Text under study -
The following steps should be taken in a setting that uses TST or BAMT to screen for M. tuberculosis: 1) administer a symptom screen and the test routinely used in the setting (i.e., TST or BAMT) to persons who previously had negative results; 2) if the initial result is negative, the test and symptom screen should be repeated 8–10 weeks after the end of exposure; 3) if the symptom screen, the first test result, or the 8–10-week follow-up test result is positive, the presumed exposed person should be promptly evaluated for TB disease, including the use of a chest radiograph; and 4) if TB disease is excluded, additional medical and diagnostic evaluation for LTBI is needed, which includes a judgment regarding the extent of exposure (see Investigating Conversions in Test Results for M. tuberculosis Infection in HCWs: Known Source in the Health-Care Setting).
Investigations That Do Not Identify a Probable Source
If serial TB screening is performed in the setting, review the results of screening of other HCWs in the same area of the health-care setting or same occupational group. If serial TB screening is not performed in the setting or if insufficient numbers of recent results are available, conduct additional TB screening of other HCWs in the same area or occupational group. If the review and screening yield no additional test conversions, and no evidence to indicate health-care–associated transmission exists, then the investigation should be terminated.
Whether HCW test conversions resulted from exposure in the setting or elsewhere or whether true infection with M. tuberculosis has even occurred is uncertain. However, the absence of other data implicating health-care–associated transmission suggests that the conversion could have resulted from 1) unrecognized exposure to M. tuberculosis outside the health-care setting; 2) cross reactivity with another antigen (e.g., BCG or nontuberculous mycobacteria); or 3) errors in applying, reading, or interpreting the test result for M. tuberculosis infection. If the review and screening identify additional test conversions, health-care–associated transmission is more probable.
Evaluation of the patient identification process, TB infection-control policies and practices, and environmental controls to identify lapses that could have led to exposure and transmission should be conducted. If no problems are identified, a classification of potential ongoing transmission should be applied, and the local or state health department or other persons with expertise in TB infection control should be consulted for assistance. If problems are identified, implement recommended interventions and repeat testing for M. tuberculosis infection 8–10 weeks after the end of exposure for HCWs with negative test results. If no additional test conversions are detected in the follow-up testing, terminate the investigation.
Conversions in Test Results for M. tuberculosis Infection Detected in Follow-Up Testing
In follow-up testing, a classification of potential ongoing transmission should be maintained. Possible reasons for exposure and transmission should be reassessed, and the appropriateness of and degree of adherence to the interventions implemented should be evaluated. For HCWs with negative test results, repeat testing for M. tuberculosis infection 8–10 weeks after the end of exposure. The local or state health department or other persons with expertise in TB infection control should be consulted.
If no additional conversions are detected during the second round of follow-up testing, terminate the investigation. If additional conversions are detected, continue a classification of potential ongoing transmission and consult the local or state health department or other persons with expertise in TB infection control.

Excerpted records -

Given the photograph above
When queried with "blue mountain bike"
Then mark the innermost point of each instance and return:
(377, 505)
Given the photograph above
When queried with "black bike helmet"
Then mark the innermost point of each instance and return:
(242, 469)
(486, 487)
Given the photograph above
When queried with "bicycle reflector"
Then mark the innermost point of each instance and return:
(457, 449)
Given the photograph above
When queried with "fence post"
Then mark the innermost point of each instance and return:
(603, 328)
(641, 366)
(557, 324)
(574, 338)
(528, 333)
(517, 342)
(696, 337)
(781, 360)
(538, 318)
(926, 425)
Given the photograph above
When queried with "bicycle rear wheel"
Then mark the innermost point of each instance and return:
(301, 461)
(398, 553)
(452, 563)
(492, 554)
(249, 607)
* * *
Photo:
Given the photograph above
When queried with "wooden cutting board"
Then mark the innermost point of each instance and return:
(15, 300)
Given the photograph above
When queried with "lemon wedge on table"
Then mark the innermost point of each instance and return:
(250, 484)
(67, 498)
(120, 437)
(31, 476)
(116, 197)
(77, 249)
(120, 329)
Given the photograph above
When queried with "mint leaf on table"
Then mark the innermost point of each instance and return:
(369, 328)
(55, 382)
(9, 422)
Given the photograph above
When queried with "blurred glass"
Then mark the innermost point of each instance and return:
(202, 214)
* * *
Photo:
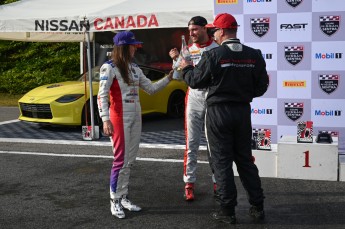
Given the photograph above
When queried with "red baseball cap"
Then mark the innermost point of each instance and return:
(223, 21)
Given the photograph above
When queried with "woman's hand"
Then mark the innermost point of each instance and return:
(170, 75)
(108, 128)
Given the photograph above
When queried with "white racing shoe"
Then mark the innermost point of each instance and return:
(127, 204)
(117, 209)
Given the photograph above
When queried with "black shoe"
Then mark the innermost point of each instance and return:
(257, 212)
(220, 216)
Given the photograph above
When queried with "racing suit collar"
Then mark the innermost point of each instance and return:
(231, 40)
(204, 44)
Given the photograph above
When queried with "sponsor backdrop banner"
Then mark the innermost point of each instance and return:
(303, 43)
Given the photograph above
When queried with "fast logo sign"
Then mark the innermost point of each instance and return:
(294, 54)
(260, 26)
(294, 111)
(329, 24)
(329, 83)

Required tasks -
1. In the guidance on TB test conversions, when should the test and symptom screen be repeated if the initial result is negative?
2. Write out everything in the guidance on TB test conversions from "Whether HCW test" down to "is more probable.".

Responses -
1. 8–10 weeks after the end of exposure.

2.
Whether HCW test conversions resulted from exposure in the setting or elsewhere or whether true infection with M. tuberculosis has even occurred is uncertain. However, the absence of other data implicating health-care–associated transmission suggests that the conversion could have resulted from 1) unrecognized exposure to M. tuberculosis outside the health-care setting; 2) cross reactivity with another antigen (e.g., BCG or nontuberculous mycobacteria); or 3) errors in applying, reading, or interpreting the test result for M. tuberculosis infection. If the review and screening identify additional test conversions, health-care–associated transmission is more probable.